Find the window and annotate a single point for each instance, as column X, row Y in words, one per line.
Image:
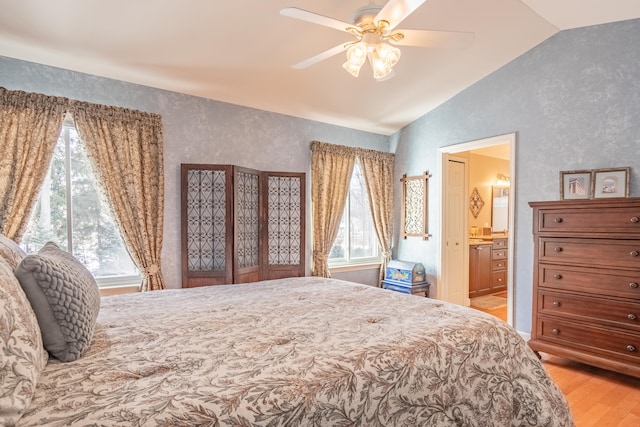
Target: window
column 70, row 212
column 356, row 242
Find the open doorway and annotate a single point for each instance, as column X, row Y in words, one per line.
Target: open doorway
column 456, row 228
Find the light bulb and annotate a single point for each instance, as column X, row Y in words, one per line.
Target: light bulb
column 389, row 54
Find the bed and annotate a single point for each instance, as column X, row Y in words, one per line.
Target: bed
column 298, row 352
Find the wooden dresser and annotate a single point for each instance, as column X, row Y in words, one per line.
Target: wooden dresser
column 488, row 267
column 586, row 282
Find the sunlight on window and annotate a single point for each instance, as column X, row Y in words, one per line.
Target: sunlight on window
column 356, row 241
column 71, row 213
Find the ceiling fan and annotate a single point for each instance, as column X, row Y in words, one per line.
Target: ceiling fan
column 374, row 29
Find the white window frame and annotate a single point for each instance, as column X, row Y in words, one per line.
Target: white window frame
column 104, row 282
column 346, row 262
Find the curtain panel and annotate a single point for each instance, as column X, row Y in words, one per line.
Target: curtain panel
column 30, row 124
column 126, row 150
column 332, row 168
column 377, row 168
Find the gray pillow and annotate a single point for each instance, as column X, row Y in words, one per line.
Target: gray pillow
column 65, row 297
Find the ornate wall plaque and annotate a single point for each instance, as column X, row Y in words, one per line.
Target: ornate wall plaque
column 414, row 205
column 475, row 202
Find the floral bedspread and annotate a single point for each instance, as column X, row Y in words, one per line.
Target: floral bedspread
column 297, row 352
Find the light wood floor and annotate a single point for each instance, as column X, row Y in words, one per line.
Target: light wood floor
column 597, row 398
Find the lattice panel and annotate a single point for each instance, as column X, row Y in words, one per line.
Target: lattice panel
column 206, row 219
column 247, row 219
column 284, row 220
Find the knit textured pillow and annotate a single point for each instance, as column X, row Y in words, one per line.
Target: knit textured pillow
column 65, row 298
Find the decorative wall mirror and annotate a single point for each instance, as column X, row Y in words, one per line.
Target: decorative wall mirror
column 415, row 198
column 500, row 209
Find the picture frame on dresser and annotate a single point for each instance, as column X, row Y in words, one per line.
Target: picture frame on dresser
column 611, row 183
column 575, row 184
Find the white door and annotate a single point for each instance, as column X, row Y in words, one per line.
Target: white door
column 456, row 287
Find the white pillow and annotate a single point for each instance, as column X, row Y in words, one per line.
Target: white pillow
column 22, row 356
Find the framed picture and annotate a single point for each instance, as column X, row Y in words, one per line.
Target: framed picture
column 611, row 183
column 575, row 185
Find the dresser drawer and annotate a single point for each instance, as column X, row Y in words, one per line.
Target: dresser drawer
column 499, row 254
column 590, row 338
column 498, row 281
column 500, row 243
column 621, row 314
column 609, row 220
column 590, row 252
column 593, row 281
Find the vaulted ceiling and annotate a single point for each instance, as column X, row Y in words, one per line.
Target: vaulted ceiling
column 241, row 51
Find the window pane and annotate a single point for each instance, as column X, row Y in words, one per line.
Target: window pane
column 95, row 240
column 363, row 242
column 48, row 222
column 339, row 248
column 356, row 240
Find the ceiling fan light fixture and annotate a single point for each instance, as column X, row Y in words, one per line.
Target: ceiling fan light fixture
column 389, row 54
column 357, row 54
column 382, row 60
column 354, row 70
column 356, row 57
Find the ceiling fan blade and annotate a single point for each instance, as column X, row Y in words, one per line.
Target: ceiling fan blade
column 321, row 56
column 294, row 12
column 438, row 39
column 396, row 11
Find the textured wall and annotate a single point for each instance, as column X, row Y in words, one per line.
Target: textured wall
column 196, row 130
column 574, row 101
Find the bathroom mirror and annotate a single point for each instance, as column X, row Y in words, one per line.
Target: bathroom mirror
column 500, row 209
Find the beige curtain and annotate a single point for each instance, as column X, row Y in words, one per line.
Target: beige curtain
column 30, row 124
column 127, row 151
column 377, row 168
column 331, row 169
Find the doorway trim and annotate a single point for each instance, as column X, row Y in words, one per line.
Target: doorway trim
column 443, row 153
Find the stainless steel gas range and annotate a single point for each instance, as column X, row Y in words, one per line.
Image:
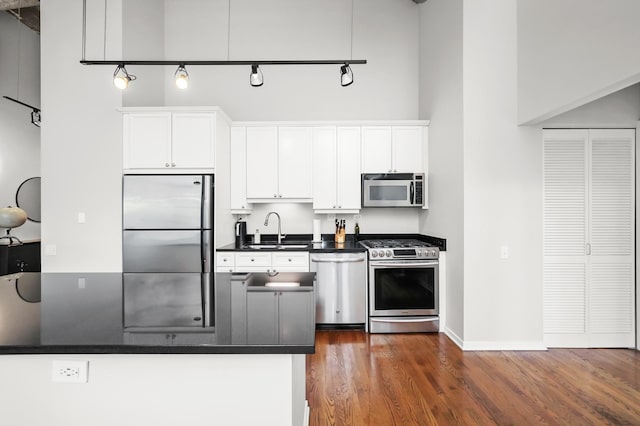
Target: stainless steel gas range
column 403, row 286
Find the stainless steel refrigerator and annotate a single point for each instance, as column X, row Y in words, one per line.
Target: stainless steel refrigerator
column 167, row 250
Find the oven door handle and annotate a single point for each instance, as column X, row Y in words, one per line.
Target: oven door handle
column 429, row 319
column 404, row 264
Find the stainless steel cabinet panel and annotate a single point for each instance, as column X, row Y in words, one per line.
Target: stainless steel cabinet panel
column 295, row 318
column 262, row 317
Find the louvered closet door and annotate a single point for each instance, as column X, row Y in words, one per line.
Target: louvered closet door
column 588, row 233
column 611, row 285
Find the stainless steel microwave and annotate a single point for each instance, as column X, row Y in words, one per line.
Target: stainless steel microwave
column 393, row 189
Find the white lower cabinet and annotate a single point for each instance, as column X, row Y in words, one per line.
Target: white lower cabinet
column 252, row 261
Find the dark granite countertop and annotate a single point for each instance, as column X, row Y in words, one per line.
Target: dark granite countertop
column 328, row 245
column 63, row 313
* * *
[GIVEN TASK]
Please reproduce all of the lines above word for word, leaving out the pictures.

[OUTPUT FOR THIS EXERCISE]
Find the window and annotate a single point for each instance, as column X, row Y in words, one per line.
Image:
Target: window
column 70, row 212
column 356, row 242
Find the open doorway and annotate a single point for each instance, as column X, row Y in words, one per line.
Target: open doorway
column 456, row 228
Find the light bulb and annotate a single point for each instance, as column X, row Y in words, one per line.
Target: light bulb
column 389, row 54
Find the bed and annotate a single point for each instance, as column X, row Y in words, one per line.
Target: bed
column 298, row 352
Find the wooden dresser and annotate a single point for each instance, as column X, row Y in words, one per line.
Target: wooden dresser
column 488, row 267
column 586, row 282
Find the sunlight on window and annotate a single point for each instance, as column X, row Y in words, one per line.
Target: sunlight on window
column 356, row 241
column 71, row 213
Find the ceiling fan and annotate a single point for each instance, as column X, row Y in words, one per line.
Target: ceiling fan
column 374, row 29
Find the white window frame and annotate a single point for each instance, as column X, row Y in words, one per line.
Target: white window frame
column 104, row 282
column 346, row 262
Find the curtain panel and annotate a single point for each instance, as column X, row Y in words, one per line.
Target: curtain panel
column 30, row 124
column 126, row 150
column 332, row 168
column 377, row 168
Find the gray pillow and annotate a single point for each instance, as column X, row Y in words, one per line.
Target: gray pillow
column 65, row 297
Find the ornate wall plaque and annotate a single point for each instance, as column X, row Y in words, one per line.
Target: ornate wall plaque
column 414, row 205
column 475, row 202
Find the floral bedspread and annotate a single point for each instance, as column X, row Y in words, one per line.
Target: floral bedspread
column 297, row 352
Find the light wood floor and annotate a single point for each instance, as column X, row Y in words, one per line.
Target: light wood floor
column 597, row 398
Find the lattice panel and annotate a single point for each instance, as column X, row Y in words, one per line.
Target: lattice panel
column 206, row 219
column 247, row 219
column 284, row 220
Find the knit textured pillow and annotate a single point for each instance, as column X, row Y in words, one per line.
Target: knit textured pillow
column 65, row 298
Find the decorative wall mirror and annotate a single point for each instance, as column X, row Y in words, one per line.
Target: decorative wall mirror
column 415, row 198
column 500, row 209
Find the picture frame on dresser and annotate a single point for each instance, as column X, row Y in words, one per line.
Target: picture frame on dresser
column 611, row 183
column 575, row 184
Find the white door and annotate a single point for each instance, as column X, row Y in words, one per line.
Target: white door
column 456, row 287
Find the white pillow and annotate a single point for each instance, as column X, row Y in words, one per line.
Target: white pillow
column 22, row 356
Find the framed picture and annotate a single point for each instance, as column X, row Y in words, one per line.
Target: framed picture
column 611, row 183
column 575, row 185
Find the dresser drawer and annotate a single point for each instance, as column X, row Y in words, one per line.
Target: dresser drawer
column 499, row 254
column 590, row 338
column 498, row 281
column 500, row 243
column 621, row 314
column 609, row 220
column 590, row 252
column 593, row 281
Find the vaulted ceiling and annotate a single point for each instance, as column X, row Y in words, one per line.
Target: vaulted ceiling
column 241, row 51
Find the window pane and annotate a single point for each instance, as column X, row Y in words, one per line.
Target: window pane
column 95, row 240
column 363, row 242
column 48, row 222
column 339, row 248
column 356, row 240
Find the ceiling fan light fixture and annotate a single point for each instance, as column X, row Y in words, one per line.
Target: ceiling fan light fixture
column 389, row 54
column 357, row 54
column 382, row 60
column 354, row 70
column 356, row 57
Find the ceiling fan blade and annotate a single point for each instance, as column X, row Y in words, one per line.
Target: ceiling fan blade
column 321, row 56
column 294, row 12
column 438, row 39
column 396, row 11
Find the textured wall and annotate a single point for each instance, as column X, row Y in words, one per line.
Target: textured wall
column 196, row 130
column 574, row 101
Find the bathroom mirror and annotate a single point for each instance, as column X, row Y in words, one per line.
Target: bathroom mirror
column 500, row 209
Find the beige curtain and annotate a single point for each instance, as column X, row Y in words, one per line.
Target: beige curtain
column 30, row 124
column 127, row 151
column 377, row 168
column 331, row 169
Find the doorway trim and annotate a single point for each instance, as column X, row Y in words, one per line.
Target: doorway trim
column 443, row 153
Find the stainless steel gas range and annotate a single point for each instance, as column X, row Y in words, one per line.
Image:
Target: stainless steel gas range
column 403, row 286
Find the stainless steel refrigerator and annotate a single point for each instance, as column X, row Y in words, one per line.
Target: stainless steel refrigerator
column 167, row 250
Find the oven door handle and annotate a single point for each instance, as column X, row Y in words, one per line.
Target: oven door handle
column 429, row 319
column 404, row 264
Find the stainless steel cabinet panel and annotate a single point for each instance, as column X, row Y in words, one per line.
Target: stainless steel cabinet panel
column 295, row 318
column 262, row 317
Find the louvered closet door and annotate a single point for each instance, as column X, row Y in words, one per line.
Target: louvered closet door
column 588, row 233
column 611, row 285
Find the stainless steel microwave and annotate a single point for each instance, as column X, row Y in words, one per line.
Target: stainless steel microwave
column 393, row 189
Find the white lower cabinet and annotate a single point for each instance, as column X, row Y in words, one per line.
Target: white lower cabinet
column 252, row 261
Find the dark granite countertop and annotate a single point for each instance, as column X, row Y in words, one per line.
Target: dark granite countertop
column 328, row 245
column 63, row 313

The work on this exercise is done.